- Task prompt -
Set down the records once more, please, exactly and with the pictures left out.

-- start of Records for the task --

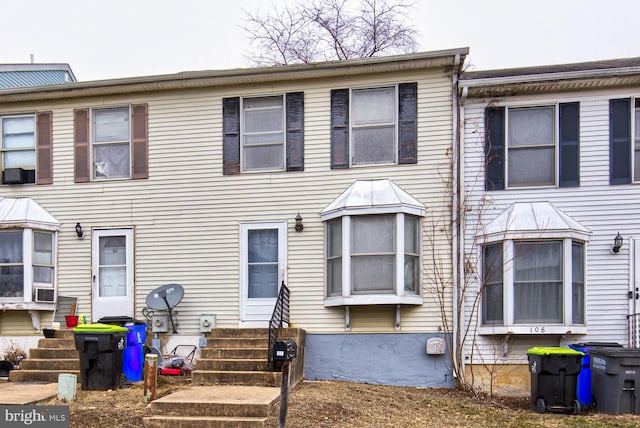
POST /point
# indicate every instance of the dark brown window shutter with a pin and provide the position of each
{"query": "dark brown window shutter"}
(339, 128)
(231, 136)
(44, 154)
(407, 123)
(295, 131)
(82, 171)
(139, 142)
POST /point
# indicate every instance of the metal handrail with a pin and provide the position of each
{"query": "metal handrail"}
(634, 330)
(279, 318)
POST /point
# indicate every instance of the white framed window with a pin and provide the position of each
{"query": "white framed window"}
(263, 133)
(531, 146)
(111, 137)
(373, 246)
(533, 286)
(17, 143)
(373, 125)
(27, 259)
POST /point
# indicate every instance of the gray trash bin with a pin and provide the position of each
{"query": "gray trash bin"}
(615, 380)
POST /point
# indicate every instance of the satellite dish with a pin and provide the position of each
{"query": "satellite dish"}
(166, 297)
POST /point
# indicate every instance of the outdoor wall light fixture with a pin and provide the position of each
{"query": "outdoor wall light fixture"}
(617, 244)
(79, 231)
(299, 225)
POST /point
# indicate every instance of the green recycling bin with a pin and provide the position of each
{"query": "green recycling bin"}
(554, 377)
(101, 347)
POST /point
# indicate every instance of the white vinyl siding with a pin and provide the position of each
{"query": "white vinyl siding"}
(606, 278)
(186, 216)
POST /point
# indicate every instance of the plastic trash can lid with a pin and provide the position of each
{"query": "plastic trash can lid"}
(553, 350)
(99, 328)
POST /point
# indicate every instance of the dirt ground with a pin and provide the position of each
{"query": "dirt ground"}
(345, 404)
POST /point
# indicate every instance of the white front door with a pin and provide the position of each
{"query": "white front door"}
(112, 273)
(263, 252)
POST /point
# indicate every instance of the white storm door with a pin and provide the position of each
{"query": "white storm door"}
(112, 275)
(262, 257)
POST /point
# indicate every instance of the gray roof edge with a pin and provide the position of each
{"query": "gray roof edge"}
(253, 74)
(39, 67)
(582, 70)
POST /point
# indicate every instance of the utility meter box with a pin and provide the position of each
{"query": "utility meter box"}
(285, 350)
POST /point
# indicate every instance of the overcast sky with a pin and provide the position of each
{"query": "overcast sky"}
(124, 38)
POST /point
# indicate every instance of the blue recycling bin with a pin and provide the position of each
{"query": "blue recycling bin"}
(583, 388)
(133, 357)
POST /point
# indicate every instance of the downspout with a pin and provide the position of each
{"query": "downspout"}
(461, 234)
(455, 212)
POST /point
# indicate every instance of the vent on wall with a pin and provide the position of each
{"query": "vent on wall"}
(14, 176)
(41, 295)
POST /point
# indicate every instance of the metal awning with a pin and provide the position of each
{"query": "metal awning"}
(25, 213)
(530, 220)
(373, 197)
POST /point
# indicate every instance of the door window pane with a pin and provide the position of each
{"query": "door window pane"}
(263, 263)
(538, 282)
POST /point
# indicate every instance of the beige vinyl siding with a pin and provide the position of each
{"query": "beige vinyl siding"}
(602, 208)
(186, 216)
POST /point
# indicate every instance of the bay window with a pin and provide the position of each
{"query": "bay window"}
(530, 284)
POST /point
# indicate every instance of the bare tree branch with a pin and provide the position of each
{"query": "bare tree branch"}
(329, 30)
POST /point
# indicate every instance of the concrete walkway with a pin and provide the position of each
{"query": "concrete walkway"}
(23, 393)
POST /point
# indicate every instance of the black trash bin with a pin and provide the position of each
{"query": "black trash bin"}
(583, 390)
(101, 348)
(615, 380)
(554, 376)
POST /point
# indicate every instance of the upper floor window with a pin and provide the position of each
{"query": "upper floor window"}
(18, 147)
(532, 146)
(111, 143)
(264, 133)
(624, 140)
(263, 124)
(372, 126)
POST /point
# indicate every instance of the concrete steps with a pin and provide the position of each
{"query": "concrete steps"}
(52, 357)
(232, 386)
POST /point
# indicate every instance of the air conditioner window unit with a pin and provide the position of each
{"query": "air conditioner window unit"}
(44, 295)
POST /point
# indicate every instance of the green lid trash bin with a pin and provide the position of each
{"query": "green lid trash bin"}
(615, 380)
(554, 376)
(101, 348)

-- end of Records for the task --

- Reply -
POST /point
# indicate every instance of the dark brown window shutter with a pin and provide the position of each
{"query": "dark brown window shutter"}
(339, 128)
(231, 136)
(44, 154)
(407, 123)
(295, 131)
(82, 171)
(139, 142)
POST /point
# indicate every instance of the metal handrail with a pin and provide the position of each
{"query": "metal handrail"}
(634, 330)
(279, 318)
POST /point
# indicate every instance of the white framed window with a pin and provide the position of each
{"query": "white framed window"}
(263, 133)
(531, 146)
(111, 137)
(373, 246)
(533, 286)
(17, 143)
(373, 125)
(27, 259)
POST /point
# indicate every instance of the gray trash bin with a pin and provide the position of each
{"query": "gray trash bin"}
(615, 380)
POST /point
# indicate every instance of the satellite dish with a pin and provide the position of each
{"query": "satellite dish"}
(166, 297)
POST /point
# indicate every instance of the outdoor wall light fixture with a pin and provide the position of each
{"query": "outdoor wall light fixture"}
(617, 244)
(79, 231)
(299, 225)
POST /point
# indicate every instance of the green recycling bin with a pin and provide the position of each
{"query": "green recycling bin"}
(554, 377)
(101, 347)
POST /point
# indicate every instance of the white vinyl siding with a pin and provide the position of each
{"query": "white vinyl siding"}
(606, 278)
(186, 216)
POST /point
# indicate every instance of the plastic trash can lid with a pin and provide the position of each
{"query": "plastic trash can lid"}
(553, 350)
(99, 328)
POST /point
# indicate every instance of the dirt ground with a pin and provide the position of each
{"query": "dirt ground"}
(345, 404)
POST /point
# indicate every instance of the white front door with a pin and provide the position of each
{"query": "white front door"}
(112, 273)
(263, 252)
POST /point
# indicate every instance of the white storm door with a pin and provide the position of each
{"query": "white storm door"}
(112, 275)
(262, 257)
POST /point
# indicate every instance of the gray roof edge with a pin and provide the position of each
{"query": "gray roof edge"}
(253, 74)
(39, 67)
(582, 70)
POST /point
# indicate every instance of the utility meter box with a pin and provide the position of each
{"query": "utility meter box"}
(285, 350)
POST /point
# indicate every instance of the overcast sky with a pin and provide the position of each
{"query": "overcast sky"}
(124, 38)
POST /point
# indicate every instance of the blue recycling bin with a pin and provide the position of each
{"query": "blue recycling bin"}
(583, 388)
(133, 357)
POST /point
# indicate every instance of the downspout with a pin and provide the position of each
{"query": "downspout"}
(461, 234)
(455, 212)
POST /point
# indicate every instance of the vent on wall with a pin and provide the position of each
{"query": "vent on wall"}
(14, 176)
(41, 295)
POST /point
# indicate every instance of the metal awning with a pin and provide the position of each
{"query": "metal awning"}
(25, 213)
(530, 220)
(373, 197)
POST /point
# indicate every instance of the door window pane with a pin and provide the position of each
{"query": "door window pane"}
(263, 263)
(538, 282)
POST /point
# indicate every instance of the beige vinyl siding with a pin and provide the position of each
{"query": "beige vinyl siding"}
(602, 208)
(186, 216)
POST /point
# indicate every instance of the bay window with a pin and provide the position of each
{"query": "bay window"}
(530, 284)
POST /point
# indicate every instance of the bare tree branch with a pin and provide the position of each
{"query": "bare tree branch"}
(329, 30)
POST /point
# indicate every instance of the concrete walkway with a pin and provide the position of each
{"query": "concrete walkway"}
(23, 393)
POST /point
# indicate every instance of the black trash bin with a pin and provide the position of each
{"query": "black trash bin"}
(583, 390)
(101, 348)
(615, 380)
(554, 376)
POST /point
# indicate every instance of the upper floor window with a pin and provide the position of each
{"query": "upper floor window"}
(18, 147)
(532, 146)
(111, 143)
(264, 133)
(624, 140)
(263, 124)
(372, 126)
POST /point
# indicate every instance of the concrete steps with a pin and provide the position of each
{"query": "concrete steps"}
(52, 357)
(232, 386)
POST /point
# indicate every instance of the air conditioner window unit with a pin and provide the position of each
{"query": "air conditioner window unit"}
(44, 295)
POST /point
# indicate every instance of the green lid trash bin with a pin and provide the position of each
{"query": "green lid trash bin"}
(615, 380)
(554, 376)
(101, 348)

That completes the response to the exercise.